- _WHAT NEEDS TO BE DONE_: Write out as a numbered list, skipping blank lines, the lines of the material starting with the line containing "Drop a pin on the woman's" and going on through the last line of the material.

- _MATERIAL SUPPLIED_:
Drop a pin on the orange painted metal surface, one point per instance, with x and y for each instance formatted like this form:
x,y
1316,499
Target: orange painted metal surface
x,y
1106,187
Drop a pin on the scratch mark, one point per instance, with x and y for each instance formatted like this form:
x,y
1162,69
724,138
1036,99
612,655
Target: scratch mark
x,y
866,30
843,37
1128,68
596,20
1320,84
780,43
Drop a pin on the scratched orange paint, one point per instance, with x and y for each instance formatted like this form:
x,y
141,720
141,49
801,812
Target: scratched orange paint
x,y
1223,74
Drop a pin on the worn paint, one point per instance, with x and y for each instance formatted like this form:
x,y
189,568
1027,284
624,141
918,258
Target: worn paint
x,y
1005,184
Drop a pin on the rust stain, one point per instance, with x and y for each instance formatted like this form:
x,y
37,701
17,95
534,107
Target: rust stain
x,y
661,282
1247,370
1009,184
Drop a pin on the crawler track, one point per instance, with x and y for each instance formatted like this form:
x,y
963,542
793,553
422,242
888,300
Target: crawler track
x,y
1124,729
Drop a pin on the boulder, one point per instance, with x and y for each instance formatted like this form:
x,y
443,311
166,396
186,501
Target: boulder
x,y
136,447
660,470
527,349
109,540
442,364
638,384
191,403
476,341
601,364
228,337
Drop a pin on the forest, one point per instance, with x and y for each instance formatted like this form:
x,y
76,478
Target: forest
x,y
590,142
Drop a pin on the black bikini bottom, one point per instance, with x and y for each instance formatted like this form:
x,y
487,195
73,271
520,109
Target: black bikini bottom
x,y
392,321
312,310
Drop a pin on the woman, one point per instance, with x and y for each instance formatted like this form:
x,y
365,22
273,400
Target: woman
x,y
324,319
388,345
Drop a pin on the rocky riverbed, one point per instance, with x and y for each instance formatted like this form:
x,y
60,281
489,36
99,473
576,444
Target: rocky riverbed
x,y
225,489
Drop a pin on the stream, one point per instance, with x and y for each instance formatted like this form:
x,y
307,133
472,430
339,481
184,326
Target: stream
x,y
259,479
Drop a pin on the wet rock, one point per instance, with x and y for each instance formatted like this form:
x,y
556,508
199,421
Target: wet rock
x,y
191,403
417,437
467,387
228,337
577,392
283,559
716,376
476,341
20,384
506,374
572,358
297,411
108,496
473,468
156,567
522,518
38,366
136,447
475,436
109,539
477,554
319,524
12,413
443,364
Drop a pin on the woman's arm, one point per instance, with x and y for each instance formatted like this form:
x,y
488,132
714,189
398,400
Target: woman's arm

- _WRITTEN SOLUTION_:
1. Drop a pin on the woman's arm, one point per instance, with x and y for each instance formatted like this form:
2. x,y
3. 488,132
4. 714,189
5. 398,400
6. Target: woman's arm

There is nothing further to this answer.